*** Opening Extract provided ***

Know God, Know fear.
Reply
#57
RE: Perspectives on Evolution
(September 29, 2017 at 4:21 am)bennyboy Wrote: That's right.  You can see people as agents struggling to reproduce, or you can see both the DNA and a person's actions as an expression of a chain of events across a billion years of organic interactions with the environment-- a kind of environmental time machine in a sense, with the human agent being something like a Skinnerian black box: for all our drama and our narratives, we are actually just a gazillion interactions over those billion years being weighed all the time.

I wonder what the ultimate output of evolution might be, in say another 10 billions years.  Will life end up doing battle with entropy, creating a kind of homeostatic mechanism which fights off heat death itself?

/free association caused by rabbit-hole

Maybe, but evolution doesn't have a goal, so that would be pure happenstance.
Reply
#58
RE: Perspectives on Evolution
(September 28, 2017 at 11:10 pm)bennyboy Wrote:
(September 28, 2017 at 9:06 pm)Anomalocaris Wrote: What do you think there is when there is a population of creatures sharing sufficient genetic similarity such that they can interbreed and exchange genes amongst themselves, but not breed with those from outside the population, thus confining the interbreeding into discrete pools?

Each individual isn't sharing its genetic information with all the others.  It's not actually a communal property.

Of course we are.  That’s why we screw.  The more we screw around, the more broadly we share our genetic information.

*** Closing Extract provided ***

Activity 1:
In the evolution thread, rewrite the paragraph beginning "That's right. You can see people as agents" more briefly, keeping its main points.
Activity 2:
In the evolution thread, why would it be pure happenstance if life ended up fighting off heat death?

*** Opening Material provided ***

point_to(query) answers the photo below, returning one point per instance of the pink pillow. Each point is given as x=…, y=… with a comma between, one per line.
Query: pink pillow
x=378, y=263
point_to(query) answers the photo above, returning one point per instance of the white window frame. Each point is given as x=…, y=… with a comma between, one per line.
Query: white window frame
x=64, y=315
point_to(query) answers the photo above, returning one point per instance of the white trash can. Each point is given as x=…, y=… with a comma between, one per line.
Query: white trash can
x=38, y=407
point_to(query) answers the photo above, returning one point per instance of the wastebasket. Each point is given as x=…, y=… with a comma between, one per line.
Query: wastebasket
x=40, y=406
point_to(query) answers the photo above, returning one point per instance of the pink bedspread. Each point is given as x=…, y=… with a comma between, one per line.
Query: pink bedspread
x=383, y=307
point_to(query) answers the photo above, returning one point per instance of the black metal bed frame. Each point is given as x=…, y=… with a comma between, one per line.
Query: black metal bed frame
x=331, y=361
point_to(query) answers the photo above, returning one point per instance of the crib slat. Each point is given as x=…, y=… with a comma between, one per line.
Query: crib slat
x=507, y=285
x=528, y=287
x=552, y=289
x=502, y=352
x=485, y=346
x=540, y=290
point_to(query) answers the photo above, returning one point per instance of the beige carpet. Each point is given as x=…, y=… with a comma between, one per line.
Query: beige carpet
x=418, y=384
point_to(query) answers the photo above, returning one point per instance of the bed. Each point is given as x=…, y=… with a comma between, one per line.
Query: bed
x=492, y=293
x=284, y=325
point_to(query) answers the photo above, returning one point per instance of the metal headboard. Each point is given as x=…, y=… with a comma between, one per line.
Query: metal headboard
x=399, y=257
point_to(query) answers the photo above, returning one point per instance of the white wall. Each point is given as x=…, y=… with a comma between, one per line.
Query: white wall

*** Closing Material provided ***

Written reply 1:
People can be seen as agents struggling to reproduce. They can also be seen as an expression of a chain of events: their DNA and their actions come from a billion years of organic interactions with the environment. In that view, this is a kind of environmental time machine. The human agent is like a Skinnerian black box, and despite all our drama and narratives, we are really a gazillion interactions over those years, constantly being weighed.

Written reply 2:
Because evolution doesn't have a goal.